> Extract provided:
Start of Block
Abstract
It is only recently that drugs targeting K-RAS and Tp53 missense mutations have been developed, and along with the allele specific nature of some of these drugs comes the possibility of combining them with the immunologic therapies for cancers. It has taken about 40 years since their discoveries to understand the pathways they command, how they function, and how they interact with the environment of the cells they control. This communication focuses on the transfer of some of the hard won information about the p53 protein, its mutations, structures, and activities learned in the basic science laboratory and translated to the clinic.
Introduction
The p53 protein is a transcription factor. Its function is to respond, by increasing its concentration and activity, to intrinsic and extrinsic stresses that may lead to increased rates of mutation, due to replicating damaged DNA or other processes during cellular replication. The increased levels of the p53 protein are regulated by the E3 ubiquitin ligase MDM2 along with several associated proteins. After exposure to a stress, MDM2 is commonly inhibited and modified along with the activation of the p53 protein (phosphorylation, acetylation, methylation) by the epigenetic enzymatic machinery of the cell. Depending upon the cell type, the nature of the stress, and the intensity of that stress, the p53 protein rolls in a transcriptional program resulting in cell-cycle arrest, repair, and return to homeostasis or cell death. The genes transcribed in these programs are redundant. For example, the p53 program controls five different kinds of cell death; (i) apoptosis, (ii) ferroptosis, necroptosis mediated by either (iii) TNF or (iv) FAS ligand and (v) cellular senescence followed by secretion of cytokines that attract the immune system. This redundancy not only assures cell death, it may differentially regulate the presentation of antigens to the immune system and as such enhance the type of immune responses to infections, cancers, inflammation or autoimmune disorders. It is the epigenetic modifiers that inform the choices of p53 transcriptional programs and one of the stresses that the p53 program responds to is a large change in the epigenetic states of cells. The entire pathway is filled with feedback loops that regulate it and ensure homeostasis. The p53 pathway ensures fidelity of cellular duplication by death (1).
Preclinical Approaches
Cancer is an extraordinarily heterogeneous disease. There may be no common feature, mutated gene, causative agent, or treatment for these diseases. But the most common spontaneous mutational inactivation event or inhibition by a viral or bacterial etiology of cancer is the inactivation of the p53 protein and the p53 pathway. Fully 50% of spontaneous cancers in humans have Tp53 mutations and most, if not all, cancer cells with a wild-type (WT) Tp53 gene have compromised some p53-related activities. For these reasons, the p53 protein has been an attractive target for cancer therapy for decades, but this has been a difficult task for several reasons; (i) restoring a loss of function is more difficult than inhibiting a gain of function, (ii) every Tp53-mutant allele that has been examined in detail differs from the other p53 mutants, (iii) there are more than 300 Tp53 mutants that contribute to cancers and they occur at different frequencies, (iv) viral initiated cancers inactivate p53 by protein–protein interactions, not by mutations. Yet there are a number of different approaches to these problems and drugs targeting p53 or its associated proteins that are making their way into the clinic.
End of Block
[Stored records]
Start of Block
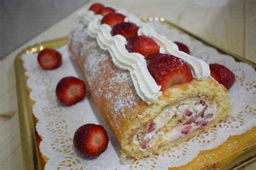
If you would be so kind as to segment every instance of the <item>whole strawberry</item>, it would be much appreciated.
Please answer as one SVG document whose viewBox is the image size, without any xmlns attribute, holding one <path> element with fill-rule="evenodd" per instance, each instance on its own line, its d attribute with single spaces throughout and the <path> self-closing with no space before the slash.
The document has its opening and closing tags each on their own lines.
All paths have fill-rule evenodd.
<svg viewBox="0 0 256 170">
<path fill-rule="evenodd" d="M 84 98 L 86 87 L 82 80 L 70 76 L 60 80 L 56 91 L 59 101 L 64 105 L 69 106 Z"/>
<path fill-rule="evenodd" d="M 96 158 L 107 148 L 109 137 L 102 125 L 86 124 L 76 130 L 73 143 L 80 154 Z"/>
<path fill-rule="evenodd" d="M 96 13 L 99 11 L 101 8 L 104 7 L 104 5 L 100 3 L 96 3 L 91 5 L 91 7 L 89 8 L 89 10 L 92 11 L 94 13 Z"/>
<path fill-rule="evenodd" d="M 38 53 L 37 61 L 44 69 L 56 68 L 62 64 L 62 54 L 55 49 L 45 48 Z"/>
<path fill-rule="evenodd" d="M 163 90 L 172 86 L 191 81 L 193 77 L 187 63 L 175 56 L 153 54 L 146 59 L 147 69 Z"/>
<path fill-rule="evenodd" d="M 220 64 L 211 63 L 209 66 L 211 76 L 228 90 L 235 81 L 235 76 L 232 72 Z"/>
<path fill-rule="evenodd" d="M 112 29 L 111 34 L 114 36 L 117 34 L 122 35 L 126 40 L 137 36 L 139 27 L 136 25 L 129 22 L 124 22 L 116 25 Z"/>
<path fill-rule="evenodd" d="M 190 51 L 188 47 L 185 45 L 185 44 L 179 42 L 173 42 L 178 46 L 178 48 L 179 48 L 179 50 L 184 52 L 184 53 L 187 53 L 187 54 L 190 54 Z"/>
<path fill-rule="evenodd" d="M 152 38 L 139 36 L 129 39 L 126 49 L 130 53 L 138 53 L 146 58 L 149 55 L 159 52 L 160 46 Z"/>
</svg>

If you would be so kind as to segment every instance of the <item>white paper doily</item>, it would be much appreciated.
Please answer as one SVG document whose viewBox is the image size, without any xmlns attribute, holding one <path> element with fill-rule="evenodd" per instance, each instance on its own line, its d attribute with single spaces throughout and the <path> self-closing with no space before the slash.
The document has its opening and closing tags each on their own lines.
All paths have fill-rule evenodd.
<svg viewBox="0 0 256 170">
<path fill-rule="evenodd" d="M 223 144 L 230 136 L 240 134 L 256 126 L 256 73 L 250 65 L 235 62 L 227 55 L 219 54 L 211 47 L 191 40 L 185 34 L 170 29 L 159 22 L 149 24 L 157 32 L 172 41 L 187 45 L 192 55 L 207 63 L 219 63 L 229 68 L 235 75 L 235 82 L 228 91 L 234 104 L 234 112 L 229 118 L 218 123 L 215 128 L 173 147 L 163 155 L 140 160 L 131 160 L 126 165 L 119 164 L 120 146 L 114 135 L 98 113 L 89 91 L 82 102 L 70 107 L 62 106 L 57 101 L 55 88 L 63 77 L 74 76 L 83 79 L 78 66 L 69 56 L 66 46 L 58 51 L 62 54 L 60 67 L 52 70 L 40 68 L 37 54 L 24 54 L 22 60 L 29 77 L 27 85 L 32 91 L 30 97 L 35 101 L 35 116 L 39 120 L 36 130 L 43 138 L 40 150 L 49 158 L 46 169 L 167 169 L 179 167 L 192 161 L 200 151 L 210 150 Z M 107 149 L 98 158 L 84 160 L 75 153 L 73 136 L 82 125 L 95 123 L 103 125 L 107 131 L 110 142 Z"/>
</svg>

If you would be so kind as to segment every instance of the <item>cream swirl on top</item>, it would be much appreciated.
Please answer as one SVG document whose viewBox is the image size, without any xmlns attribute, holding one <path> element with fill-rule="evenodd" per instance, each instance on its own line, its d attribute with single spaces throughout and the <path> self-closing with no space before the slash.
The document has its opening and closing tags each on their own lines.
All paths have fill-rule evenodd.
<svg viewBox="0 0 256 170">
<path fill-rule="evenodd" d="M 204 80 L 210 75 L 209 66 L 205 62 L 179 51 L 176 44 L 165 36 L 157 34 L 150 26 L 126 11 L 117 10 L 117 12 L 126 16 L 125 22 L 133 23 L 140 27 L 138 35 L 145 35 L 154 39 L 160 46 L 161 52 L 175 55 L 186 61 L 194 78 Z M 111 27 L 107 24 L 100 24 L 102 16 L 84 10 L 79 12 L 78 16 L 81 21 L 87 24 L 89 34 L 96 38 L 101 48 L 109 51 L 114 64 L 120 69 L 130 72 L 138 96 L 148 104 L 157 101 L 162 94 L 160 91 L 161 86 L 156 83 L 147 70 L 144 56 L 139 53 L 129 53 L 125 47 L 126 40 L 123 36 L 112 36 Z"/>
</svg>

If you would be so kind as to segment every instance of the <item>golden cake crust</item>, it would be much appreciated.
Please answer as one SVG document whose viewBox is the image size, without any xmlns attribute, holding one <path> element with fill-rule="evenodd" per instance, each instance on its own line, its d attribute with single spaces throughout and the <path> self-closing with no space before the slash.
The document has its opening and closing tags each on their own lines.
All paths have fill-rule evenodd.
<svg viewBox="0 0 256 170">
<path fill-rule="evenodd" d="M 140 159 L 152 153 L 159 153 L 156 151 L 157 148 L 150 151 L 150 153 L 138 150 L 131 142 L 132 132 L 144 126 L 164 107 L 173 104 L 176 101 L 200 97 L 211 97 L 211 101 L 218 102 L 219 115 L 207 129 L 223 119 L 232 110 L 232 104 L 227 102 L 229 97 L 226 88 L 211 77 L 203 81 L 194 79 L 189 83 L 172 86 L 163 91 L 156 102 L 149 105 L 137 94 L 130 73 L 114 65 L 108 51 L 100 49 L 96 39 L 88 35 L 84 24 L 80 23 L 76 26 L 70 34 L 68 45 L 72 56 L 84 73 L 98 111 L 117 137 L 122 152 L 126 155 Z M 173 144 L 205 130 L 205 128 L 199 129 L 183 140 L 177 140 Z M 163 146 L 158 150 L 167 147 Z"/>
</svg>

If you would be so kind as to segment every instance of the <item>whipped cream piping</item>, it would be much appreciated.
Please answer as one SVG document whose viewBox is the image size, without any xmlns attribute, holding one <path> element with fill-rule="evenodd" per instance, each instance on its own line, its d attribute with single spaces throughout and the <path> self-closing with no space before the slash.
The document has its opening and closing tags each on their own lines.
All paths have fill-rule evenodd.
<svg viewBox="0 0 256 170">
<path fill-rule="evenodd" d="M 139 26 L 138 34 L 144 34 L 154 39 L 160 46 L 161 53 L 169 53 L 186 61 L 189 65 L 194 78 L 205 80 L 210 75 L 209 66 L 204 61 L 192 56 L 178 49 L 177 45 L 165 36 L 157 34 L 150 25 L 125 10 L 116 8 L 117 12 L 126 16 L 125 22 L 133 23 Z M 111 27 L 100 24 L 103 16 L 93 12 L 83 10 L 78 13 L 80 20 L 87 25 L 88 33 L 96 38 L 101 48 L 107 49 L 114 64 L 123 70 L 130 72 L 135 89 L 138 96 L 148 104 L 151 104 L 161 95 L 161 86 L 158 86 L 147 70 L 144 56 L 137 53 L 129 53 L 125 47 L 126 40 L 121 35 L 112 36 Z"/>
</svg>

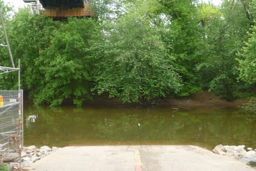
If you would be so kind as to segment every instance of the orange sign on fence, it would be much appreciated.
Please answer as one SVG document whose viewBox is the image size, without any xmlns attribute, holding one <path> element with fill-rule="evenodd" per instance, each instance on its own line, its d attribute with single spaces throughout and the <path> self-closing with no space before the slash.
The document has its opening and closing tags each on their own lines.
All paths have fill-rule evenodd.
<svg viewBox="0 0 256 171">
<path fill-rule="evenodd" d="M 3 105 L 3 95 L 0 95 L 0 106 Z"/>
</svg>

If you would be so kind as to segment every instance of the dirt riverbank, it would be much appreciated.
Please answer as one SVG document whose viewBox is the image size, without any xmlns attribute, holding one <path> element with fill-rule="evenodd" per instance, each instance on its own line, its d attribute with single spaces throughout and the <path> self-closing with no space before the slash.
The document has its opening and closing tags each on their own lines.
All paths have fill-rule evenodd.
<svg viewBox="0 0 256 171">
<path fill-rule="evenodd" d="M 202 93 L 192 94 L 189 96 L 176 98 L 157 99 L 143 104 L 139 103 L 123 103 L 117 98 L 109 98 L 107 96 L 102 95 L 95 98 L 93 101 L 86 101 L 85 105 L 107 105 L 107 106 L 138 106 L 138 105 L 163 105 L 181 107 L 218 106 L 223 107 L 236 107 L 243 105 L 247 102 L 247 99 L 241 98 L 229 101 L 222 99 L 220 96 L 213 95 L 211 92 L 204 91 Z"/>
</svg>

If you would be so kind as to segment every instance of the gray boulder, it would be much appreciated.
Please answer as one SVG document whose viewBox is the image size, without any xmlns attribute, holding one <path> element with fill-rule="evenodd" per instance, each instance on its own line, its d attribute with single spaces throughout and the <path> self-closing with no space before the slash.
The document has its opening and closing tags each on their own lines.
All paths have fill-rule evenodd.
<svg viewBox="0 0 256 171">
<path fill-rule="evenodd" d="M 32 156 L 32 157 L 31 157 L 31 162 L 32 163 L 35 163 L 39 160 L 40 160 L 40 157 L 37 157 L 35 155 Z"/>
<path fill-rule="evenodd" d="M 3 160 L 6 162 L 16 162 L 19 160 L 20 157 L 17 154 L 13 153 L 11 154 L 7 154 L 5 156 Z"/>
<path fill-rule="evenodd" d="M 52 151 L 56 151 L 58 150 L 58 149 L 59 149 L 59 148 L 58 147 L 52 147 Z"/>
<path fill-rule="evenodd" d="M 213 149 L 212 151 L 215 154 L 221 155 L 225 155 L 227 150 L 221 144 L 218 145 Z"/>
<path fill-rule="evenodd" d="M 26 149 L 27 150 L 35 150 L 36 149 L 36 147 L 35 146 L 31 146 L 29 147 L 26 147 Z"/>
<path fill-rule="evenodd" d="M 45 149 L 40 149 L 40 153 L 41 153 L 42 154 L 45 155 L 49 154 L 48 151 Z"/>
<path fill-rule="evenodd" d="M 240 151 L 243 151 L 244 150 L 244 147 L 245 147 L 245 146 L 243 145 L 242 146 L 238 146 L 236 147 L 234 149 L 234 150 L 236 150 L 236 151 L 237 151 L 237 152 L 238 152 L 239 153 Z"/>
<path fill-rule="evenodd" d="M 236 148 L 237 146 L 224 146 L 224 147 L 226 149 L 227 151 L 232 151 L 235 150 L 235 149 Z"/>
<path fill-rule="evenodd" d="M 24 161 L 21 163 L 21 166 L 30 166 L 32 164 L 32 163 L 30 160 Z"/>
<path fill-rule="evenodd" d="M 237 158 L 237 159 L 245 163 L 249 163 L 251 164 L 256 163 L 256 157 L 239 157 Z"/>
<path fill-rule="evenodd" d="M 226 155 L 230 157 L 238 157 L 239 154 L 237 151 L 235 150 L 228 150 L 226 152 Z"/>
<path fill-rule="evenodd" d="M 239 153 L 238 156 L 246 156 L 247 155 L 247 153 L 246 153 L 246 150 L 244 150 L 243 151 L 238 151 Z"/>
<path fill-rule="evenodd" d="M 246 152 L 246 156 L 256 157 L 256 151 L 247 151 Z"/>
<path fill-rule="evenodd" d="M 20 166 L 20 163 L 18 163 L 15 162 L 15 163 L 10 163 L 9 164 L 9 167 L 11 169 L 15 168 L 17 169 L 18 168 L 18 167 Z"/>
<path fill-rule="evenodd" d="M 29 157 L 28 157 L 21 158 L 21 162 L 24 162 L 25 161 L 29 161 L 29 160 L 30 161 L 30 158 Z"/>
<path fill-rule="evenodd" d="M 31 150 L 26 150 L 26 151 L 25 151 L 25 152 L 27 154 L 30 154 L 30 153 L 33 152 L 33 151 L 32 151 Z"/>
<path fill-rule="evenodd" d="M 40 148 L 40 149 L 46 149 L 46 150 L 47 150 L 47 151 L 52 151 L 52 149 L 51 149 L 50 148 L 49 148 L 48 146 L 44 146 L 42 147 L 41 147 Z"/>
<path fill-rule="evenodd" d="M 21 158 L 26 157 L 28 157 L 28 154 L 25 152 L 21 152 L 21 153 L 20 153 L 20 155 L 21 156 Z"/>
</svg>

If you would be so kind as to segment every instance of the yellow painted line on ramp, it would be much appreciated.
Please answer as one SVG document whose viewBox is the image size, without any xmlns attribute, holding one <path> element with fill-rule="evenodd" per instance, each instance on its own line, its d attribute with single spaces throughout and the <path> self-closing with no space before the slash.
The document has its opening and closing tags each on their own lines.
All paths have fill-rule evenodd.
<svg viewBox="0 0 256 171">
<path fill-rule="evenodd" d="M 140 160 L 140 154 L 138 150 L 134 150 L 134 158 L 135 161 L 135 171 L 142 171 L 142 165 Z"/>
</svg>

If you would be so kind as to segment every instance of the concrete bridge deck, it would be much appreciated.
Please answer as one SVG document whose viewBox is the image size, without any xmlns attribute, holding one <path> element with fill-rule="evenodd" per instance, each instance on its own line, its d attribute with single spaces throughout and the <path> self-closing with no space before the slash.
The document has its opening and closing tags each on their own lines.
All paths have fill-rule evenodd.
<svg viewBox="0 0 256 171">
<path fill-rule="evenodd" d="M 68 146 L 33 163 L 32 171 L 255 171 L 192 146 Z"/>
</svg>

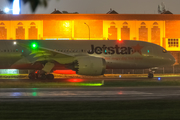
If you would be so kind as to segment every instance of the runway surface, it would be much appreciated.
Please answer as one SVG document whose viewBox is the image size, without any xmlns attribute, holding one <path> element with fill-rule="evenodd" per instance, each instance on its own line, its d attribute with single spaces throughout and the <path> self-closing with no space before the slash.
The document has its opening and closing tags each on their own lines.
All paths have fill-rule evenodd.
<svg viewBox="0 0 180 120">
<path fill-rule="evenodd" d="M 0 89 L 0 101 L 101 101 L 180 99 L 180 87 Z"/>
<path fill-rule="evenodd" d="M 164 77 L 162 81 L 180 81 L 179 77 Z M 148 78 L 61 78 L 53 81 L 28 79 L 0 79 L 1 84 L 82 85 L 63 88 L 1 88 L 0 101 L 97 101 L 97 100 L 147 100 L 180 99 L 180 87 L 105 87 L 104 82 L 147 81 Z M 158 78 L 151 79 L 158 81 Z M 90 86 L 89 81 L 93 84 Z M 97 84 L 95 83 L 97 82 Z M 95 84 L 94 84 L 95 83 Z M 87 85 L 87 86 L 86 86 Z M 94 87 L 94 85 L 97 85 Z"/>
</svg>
End of Block
> Assignment A: In the p53 passage, what percentage of spontaneous human cancers is said to have Tp53 mutations?
> Assignment B: Continue the p53 passage from the point where it stops.
The stored data have no role in this work.

> Response area A: Fully 50% of spontaneous cancers in humans have Tp53 mutations.

> Response area B:
There have been at least six different approaches to developing translational therapies to the p53 protein and pathway. (i) The use of viruses to either deliver a WT p53 c-DNA to tumor cells or the use of mutant viruses that can not inactivate p53 functions and so replicate only in cells with mutant Tp53 (ONYX-015). (ii) The inhibition of the p53-MDM2 complexes (nutlin like compounds) or the inhibition of other associated proteins (MDM4, PPMID-1, a p53 deubiquitinase, etc.) that raise the levels of WT p53 in cells. (iii) The inhibition of activities that become synthetic lethal functions only in p53-mutant cells. (iv) The degradation or inhibition of possible p53 “gain-of-function activities” caused by p53-mutant proteins. (v) Structural reactivators, which are small molecules or peptides that restore both WT structure and function to the p53 protein with missense mutations. (vi) The activation of the immune system so as to selectively kill Tp53-mutant cells. Some Tp53 mutations are recognized by the B-cell and T-cell repertoire (2) and other p53-mutant peptides are recognized by bispecific antibodies that bring T cells to the tumor (3)
In the Clinic
There are a large number of compounds and agents that have been or are being tested in the clinic and have yielded a number of interesting results. This is not an inclusive list and is chosen for its diversity and lessons learned (Table 1).
A recombinant WT p53 c-DNA delivered by an adenovirus vector into a head and neck cancer that is then irradiated to activate the p53 protein and kill some of the tumor cells (Shenzhen SiBionoGene Tech). This approach was approved in 2003 by the Chinese FDA. The failure to infect all the tumor cells means the tumor grows back in a short time. But the experiment proves the concept that WTp53 (plus irradiation) can kill cancer cells in vivo (4).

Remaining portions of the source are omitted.